[Region pointing data]
####

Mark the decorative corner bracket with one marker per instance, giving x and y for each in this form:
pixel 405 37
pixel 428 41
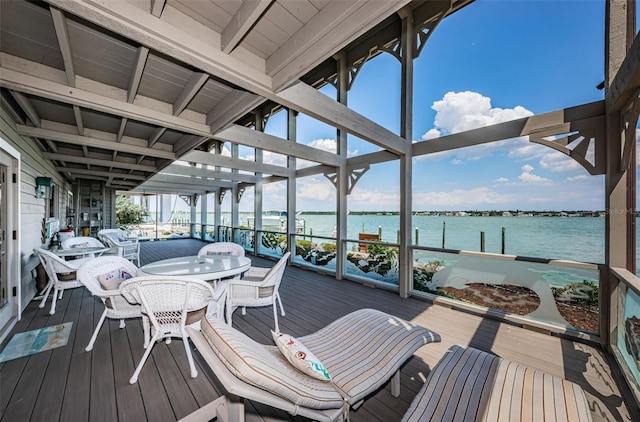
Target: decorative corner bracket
pixel 240 192
pixel 628 124
pixel 354 175
pixel 186 199
pixel 580 134
pixel 221 194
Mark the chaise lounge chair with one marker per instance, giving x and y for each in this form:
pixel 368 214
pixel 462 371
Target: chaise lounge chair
pixel 362 351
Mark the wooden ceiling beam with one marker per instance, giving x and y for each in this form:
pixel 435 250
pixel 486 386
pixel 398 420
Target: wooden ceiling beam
pixel 332 29
pixel 223 161
pixel 266 142
pixel 208 173
pixel 93 142
pixel 195 82
pixel 136 76
pixel 241 23
pixel 62 33
pixel 99 162
pixel 196 50
pixel 20 81
pixel 101 173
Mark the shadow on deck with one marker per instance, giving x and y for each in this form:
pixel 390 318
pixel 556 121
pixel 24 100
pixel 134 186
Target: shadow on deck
pixel 69 384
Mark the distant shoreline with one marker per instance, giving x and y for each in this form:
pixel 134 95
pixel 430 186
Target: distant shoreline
pixel 495 213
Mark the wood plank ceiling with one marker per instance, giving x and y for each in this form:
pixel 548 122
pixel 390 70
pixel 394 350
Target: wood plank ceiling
pixel 119 90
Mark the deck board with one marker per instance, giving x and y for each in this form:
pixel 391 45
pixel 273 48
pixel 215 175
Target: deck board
pixel 71 384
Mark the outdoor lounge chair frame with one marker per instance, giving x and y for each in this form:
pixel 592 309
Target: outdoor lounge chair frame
pixel 391 333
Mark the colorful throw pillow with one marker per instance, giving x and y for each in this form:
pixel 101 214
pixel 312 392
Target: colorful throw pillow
pixel 300 357
pixel 113 279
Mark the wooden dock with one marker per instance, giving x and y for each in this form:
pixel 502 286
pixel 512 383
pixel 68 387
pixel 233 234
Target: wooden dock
pixel 69 384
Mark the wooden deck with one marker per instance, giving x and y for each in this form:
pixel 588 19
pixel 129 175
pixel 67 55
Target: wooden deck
pixel 69 384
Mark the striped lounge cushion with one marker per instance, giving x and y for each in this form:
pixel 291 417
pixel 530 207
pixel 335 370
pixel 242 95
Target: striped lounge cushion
pixel 266 368
pixel 365 348
pixel 471 385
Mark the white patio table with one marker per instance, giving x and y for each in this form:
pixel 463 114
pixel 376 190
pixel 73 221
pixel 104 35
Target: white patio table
pixel 207 268
pixel 86 252
pixel 210 268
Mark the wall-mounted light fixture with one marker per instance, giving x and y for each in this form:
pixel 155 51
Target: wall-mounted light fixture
pixel 43 187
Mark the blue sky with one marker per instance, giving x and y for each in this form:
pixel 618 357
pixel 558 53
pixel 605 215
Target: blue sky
pixel 490 62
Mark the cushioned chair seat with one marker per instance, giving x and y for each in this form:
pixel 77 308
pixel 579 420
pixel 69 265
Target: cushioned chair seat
pixel 361 351
pixel 472 385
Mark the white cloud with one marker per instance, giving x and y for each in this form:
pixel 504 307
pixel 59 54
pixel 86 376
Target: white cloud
pixel 529 177
pixel 579 177
pixel 329 145
pixel 316 188
pixel 368 199
pixel 459 198
pixel 462 111
pixel 431 133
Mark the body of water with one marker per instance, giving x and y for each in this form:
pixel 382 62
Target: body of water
pixel 572 238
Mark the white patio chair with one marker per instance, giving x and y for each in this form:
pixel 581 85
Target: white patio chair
pixel 115 305
pixel 220 286
pixel 170 303
pixel 62 275
pixel 126 248
pixel 82 241
pixel 258 287
pixel 223 248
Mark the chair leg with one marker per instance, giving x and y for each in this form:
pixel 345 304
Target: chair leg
pixel 134 377
pixel 275 315
pixel 192 366
pixel 229 315
pixel 146 328
pixel 53 301
pixel 96 331
pixel 280 301
pixel 46 294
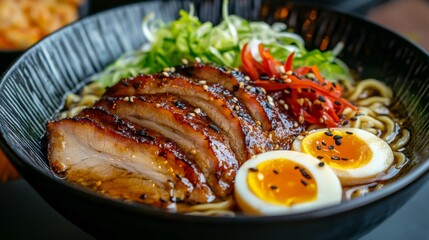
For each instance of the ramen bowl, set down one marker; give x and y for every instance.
(33, 90)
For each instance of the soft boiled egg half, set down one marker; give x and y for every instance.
(283, 182)
(355, 155)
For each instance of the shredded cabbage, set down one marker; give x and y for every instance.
(188, 37)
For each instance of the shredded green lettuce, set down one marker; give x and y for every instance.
(188, 38)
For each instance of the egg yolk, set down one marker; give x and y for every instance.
(341, 150)
(282, 182)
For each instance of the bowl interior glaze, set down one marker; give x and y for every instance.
(33, 90)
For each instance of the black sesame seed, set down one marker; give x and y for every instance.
(214, 127)
(305, 174)
(336, 137)
(338, 142)
(179, 104)
(125, 83)
(253, 169)
(235, 88)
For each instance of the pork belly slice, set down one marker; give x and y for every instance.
(101, 158)
(246, 138)
(188, 127)
(279, 125)
(185, 174)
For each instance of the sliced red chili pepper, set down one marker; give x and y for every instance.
(328, 93)
(289, 62)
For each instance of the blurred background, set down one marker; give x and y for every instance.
(24, 22)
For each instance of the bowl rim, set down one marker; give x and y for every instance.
(149, 211)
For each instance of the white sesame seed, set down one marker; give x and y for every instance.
(286, 106)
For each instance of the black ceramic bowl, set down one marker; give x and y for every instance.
(33, 89)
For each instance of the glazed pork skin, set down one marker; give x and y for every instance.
(277, 123)
(246, 138)
(188, 127)
(182, 173)
(92, 155)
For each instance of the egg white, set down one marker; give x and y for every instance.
(382, 158)
(329, 191)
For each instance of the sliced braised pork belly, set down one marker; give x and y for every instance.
(246, 138)
(105, 153)
(279, 126)
(188, 127)
(182, 172)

####

ABOUT THIS EXERCISE:
Repeat the data in full and exactly. Omit pictures.

RESPONSE BELOW:
Mark the decorative corner bracket with one marker per instance, giving x and y for each in this form:
pixel 405 37
pixel 428 41
Target: decorative corner bracket
pixel 240 192
pixel 628 124
pixel 354 175
pixel 186 199
pixel 580 134
pixel 221 194
Mark the chaise lounge chair with one marker per instance, giving x and y for each in this form:
pixel 368 214
pixel 462 371
Target: chaise lounge chair
pixel 362 351
Mark the wooden ceiling beam with one marker per instance, giving x and y for each in this form:
pixel 435 250
pixel 486 386
pixel 398 420
Target: wooden ceiling beam
pixel 332 29
pixel 223 161
pixel 266 142
pixel 208 173
pixel 93 142
pixel 195 82
pixel 136 76
pixel 241 23
pixel 62 33
pixel 99 162
pixel 196 50
pixel 20 81
pixel 101 173
Mark the shadow on deck with one marker per instance, giving x and y for each in this form:
pixel 390 318
pixel 556 121
pixel 24 100
pixel 134 186
Target: shadow on deck
pixel 69 384
Mark the distant shoreline with one marker per instance, giving x and y for each in this form:
pixel 134 95
pixel 430 186
Target: distant shoreline
pixel 495 213
Mark the wood plank ceiling with one marker per instance, giving x and y for each in this form:
pixel 548 122
pixel 390 70
pixel 394 350
Target: wood plank ceiling
pixel 119 90
Mark the deck board with one marker per instance, giving x and y for each in this form:
pixel 391 45
pixel 273 48
pixel 215 175
Target: deck board
pixel 71 384
Mark the outdoor lounge chair frame with one marker per instance, giving x and y for each in this form:
pixel 592 309
Target: outdoor lounge chair frame
pixel 391 333
Mark the colorful throw pillow with one marker per instance, giving x and y for each in this form:
pixel 101 214
pixel 312 392
Target: colorful throw pillow
pixel 300 357
pixel 113 279
Mark the wooden dock with one marker per instance, giving x and y for each in this form:
pixel 502 286
pixel 512 383
pixel 68 387
pixel 233 234
Target: wooden dock
pixel 69 384
Mark the wooden deck with one marker per instance, giving x and y for each in this form:
pixel 588 19
pixel 129 175
pixel 67 55
Target: wooden deck
pixel 69 384
Mark the striped lounge cushion with one marker per instance, giving x and y for each in this form:
pixel 291 417
pixel 530 207
pixel 335 370
pixel 242 95
Target: striped lounge cushion
pixel 266 368
pixel 365 348
pixel 471 385
Mark the white patio table with one marker per instance, giving x and y for each in this form:
pixel 463 114
pixel 376 190
pixel 73 221
pixel 104 35
Target: white patio table
pixel 207 268
pixel 86 252
pixel 210 268
Mark the wall-mounted light fixture with one marker per instance, giving x and y for each in this form:
pixel 155 51
Target: wall-mounted light fixture
pixel 43 187
Mark the blue sky with one marker per instance, giving x and y for each in this form:
pixel 618 357
pixel 558 53
pixel 605 215
Target: blue sky
pixel 490 62
Mark the cushioned chair seat with one marker per instance, giving x and y for each in this form:
pixel 77 308
pixel 579 420
pixel 69 265
Target: cushioned chair seat
pixel 361 351
pixel 472 385
Mark the white cloud with one marker per instance, giving x and y for each in this form:
pixel 504 307
pixel 59 54
pixel 86 376
Target: white cloud
pixel 529 177
pixel 579 177
pixel 329 145
pixel 316 188
pixel 368 199
pixel 459 198
pixel 462 111
pixel 431 133
Mark the body of water with one marker per instance, giving x and y for each in this form:
pixel 382 62
Target: body of water
pixel 572 238
Mark the white patio chair with one marker per instance, giving x and y for each in this form:
pixel 581 85
Target: white patio chair
pixel 115 305
pixel 220 286
pixel 170 303
pixel 62 275
pixel 126 248
pixel 82 241
pixel 258 287
pixel 223 248
Mark the chair leg with one marker per instance, giving x and y for each in this form:
pixel 345 304
Target: chair leg
pixel 134 377
pixel 275 315
pixel 192 366
pixel 229 315
pixel 146 328
pixel 53 301
pixel 96 331
pixel 280 301
pixel 46 294
For each instance of the ramen bowl, set down one marker; give x and y for every instance.
(33, 90)
For each instance of the soft boiled egg half, set down one marker; give x and y for every instance.
(283, 182)
(355, 155)
For each instance of the shredded cabbage, set down one marker; give x and y for every instance.
(188, 37)
For each instance of the shredded green lettuce, set down one marker; give x and y for every instance.
(188, 38)
For each instance of the egg yolk, set down one marker; give x and y for every instance.
(341, 150)
(282, 182)
For each instance of the bowl interior glaze, set down one marker; give x and y for every instance.
(33, 90)
For each instance of the black sesame seed, set down one marker; give x and y for every instance.
(214, 127)
(305, 174)
(336, 137)
(338, 142)
(179, 104)
(125, 83)
(253, 169)
(235, 88)
For each instance of the pork belly slice, set down one marker; give x and y for every instance.
(101, 158)
(246, 138)
(188, 127)
(279, 125)
(185, 174)
For each instance of the sliced red chili pepper, set down one marker; give x and y for every instance.
(328, 93)
(289, 62)
For each instance of the blurred background, set down one marker; give x and y for every instance.
(24, 22)
For each instance of the bowl rim, set down one marker; give x and y for every instance.
(149, 211)
For each instance of the white sesame seed, set down one marker; give x and y for every instance.
(286, 106)
For each instance of the black ceramic bowl, set down one marker; give x and y for every instance.
(33, 89)
For each instance of the glazed pork skin, set down one marker; give x and y for every instance.
(277, 123)
(246, 138)
(188, 127)
(182, 173)
(92, 155)
For each instance of the egg white, set down one marker; give x and y for every instance.
(382, 158)
(329, 191)
For each instance of the sliced braised pork belly, set down one marker; give x and y for every instance.
(246, 138)
(105, 153)
(279, 126)
(188, 127)
(182, 172)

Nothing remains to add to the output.